[Region pointing data]
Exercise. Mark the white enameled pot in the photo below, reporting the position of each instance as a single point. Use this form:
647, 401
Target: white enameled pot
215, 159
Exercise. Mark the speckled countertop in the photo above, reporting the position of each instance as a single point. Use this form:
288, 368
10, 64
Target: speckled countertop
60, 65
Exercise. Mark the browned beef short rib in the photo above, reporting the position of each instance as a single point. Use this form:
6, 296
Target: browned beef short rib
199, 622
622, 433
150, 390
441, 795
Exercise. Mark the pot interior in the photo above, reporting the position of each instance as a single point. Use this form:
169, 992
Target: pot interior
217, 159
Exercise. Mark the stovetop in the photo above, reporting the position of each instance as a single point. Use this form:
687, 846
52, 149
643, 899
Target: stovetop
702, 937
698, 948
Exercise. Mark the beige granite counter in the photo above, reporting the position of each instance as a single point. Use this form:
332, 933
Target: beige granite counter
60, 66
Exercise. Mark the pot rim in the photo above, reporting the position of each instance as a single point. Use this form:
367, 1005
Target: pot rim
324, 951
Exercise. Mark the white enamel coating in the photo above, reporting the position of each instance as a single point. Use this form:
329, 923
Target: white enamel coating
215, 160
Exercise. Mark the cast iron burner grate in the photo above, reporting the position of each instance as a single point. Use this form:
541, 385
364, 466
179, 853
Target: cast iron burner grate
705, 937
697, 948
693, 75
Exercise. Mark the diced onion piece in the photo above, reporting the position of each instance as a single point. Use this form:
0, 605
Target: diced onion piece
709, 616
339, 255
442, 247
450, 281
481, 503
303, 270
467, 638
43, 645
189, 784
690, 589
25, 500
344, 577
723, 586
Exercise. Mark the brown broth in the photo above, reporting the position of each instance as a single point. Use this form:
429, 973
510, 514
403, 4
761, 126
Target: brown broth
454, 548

> Assignment:
Your reply must reproduce all records above exactly.

> Solution:
Exercise. Mark the white enameled pot in the photo below, reporting the position of each instance as a single point. Use this form:
647, 401
Target: white enameled pot
215, 159
Exercise. Mark the speckled countertop in the photo above, reporting the position of each instance as a single point. Use this form:
288, 368
10, 64
Target: speckled countertop
60, 65
Exercise. Mark the browned beef short rib in the photo above, reporting the position of each instance as a single point. Use this form:
6, 296
Target: browned beef short rib
199, 622
622, 433
150, 390
441, 795
Exercise. Mark the pot interior in the photo above, reporting the position of each instance as a single point. Use this form:
169, 992
Target: pot interior
217, 159
Exercise. Mark the stovetop in the photo above, reporting the position of each instance as a single point. Use this form:
687, 846
52, 149
643, 899
Target: stovetop
702, 937
698, 948
Exercise. Mark the beige granite counter in the photo above, reporting the position of each instance as a single point. Use this form:
332, 933
Target: beige granite counter
60, 66
Exercise. Mark the pot rim in the photo above, reporting the position of each instance as a single point. Use this form:
367, 1005
Target: pot rim
324, 951
Exercise. Mark the white enamel coating in the photo above, reporting the position of each instance as a single point. Use this form:
329, 923
Target: white enamel coating
215, 160
Exercise. Mark the cast iron burner grate in the photo above, reporting the position of each instance as a single point. Use this form:
541, 385
364, 466
179, 853
Target: cast iron burner grate
705, 937
697, 948
693, 75
Exercise. Mark the diced onion piece in the photo above, reporting the position of each instance as a single point. Use this form:
0, 605
Target: diced onion piece
709, 616
339, 255
442, 247
450, 281
481, 503
303, 270
467, 638
43, 645
189, 784
690, 589
25, 500
344, 577
723, 586
Exercise. Mark the brown broth in the photo above, reporting the position of each instance as a single point. Use this form:
429, 973
510, 514
403, 4
761, 126
Target: brown broth
454, 548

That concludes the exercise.